* Passage provided *
-------

[libvirt] [RFC][scale] new API for querying domains stats

Tue Jul 1 09:19:04 UTC 2014

On 01.07.2014 09:09, Francesco Romani wrote:
> Hi everyone,
>
> I'd like to discuss possible APIs and plans for new query APIs in libvirt.
>
> I'm one of the oVirt (http://www.ovirt.org) developers, and I write code for VDSM;
> VDSM is the node management daemon, which is in charge, among many other things, to
> gather the host and statistics per Domain/VM.
>
> Right now we aim for a number of VM per node in the (few) hundreds, but we have big plans
> to scale much more, and to possibly reach thousands in a not so distant future.
> At the moment, we use one thread per VM to gather the VM stats (CPU, network, disk),
> and of course this obviously scales poorly.

I think this is your main problem. Why not have only one thread that 
would manage list of domains to query and issue the APIs periodically 
instead of having one thread per domain?

>
> This is made only worse by the fact that VDSM is a python 2.7 application, and notoriously
> python 2.x behaves very badly with threads. We are already working to improve our code,
> but I'd like to bring the discussion here and see if and when the querying API can be improved.
>
> We currently use these APIs for our sempling:
>    virDomainBlockInfo
>    virDomainGetInfo
>    virDomainGetCPUStats
>    virDomainBlockStats
>    virDomainBlockStatsFlags
>    virDomainInterfaceStats
>    virDomainGetVcpusFlags
>    virDomainGetMetadata
>
> What we'd like to have is
>
> * asynchronous APIs for querying domain stats (https://bugzilla.redhat.com/show_bug.cgi?id=1113106)

-------

* Extracted records *
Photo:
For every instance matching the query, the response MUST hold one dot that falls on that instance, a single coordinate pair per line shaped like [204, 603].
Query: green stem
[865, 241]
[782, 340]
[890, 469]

-------

* Set exercise A *
Rewrite the part of the mailing list post that begins at "I think this" and stops after "thread per domain?", putting "process" in place of "thread".
* Set exercise B *
Translate this sentence from the mailing list post into French: "Right now we aim for a number of VM per node in the (few) hundreds, but we have big plans to scale much more, and to possibly reach thousands in a not so distant future."
The data has no connection to the mailing list post.

* Final answer A *
I think this is your main problem. Why not have only one process that 
would manage list of domains to query and issue the APIs periodically 
instead of having one process per domain?

* Final answer B *
Pour l'instant, nous visons un nombre de VM par nœud de l'ordre de (quelques) centaines, mais nous avons de grands projets pour monter beaucoup plus en charge, et peut-être atteindre plusieurs milliers dans un avenir pas si lointain.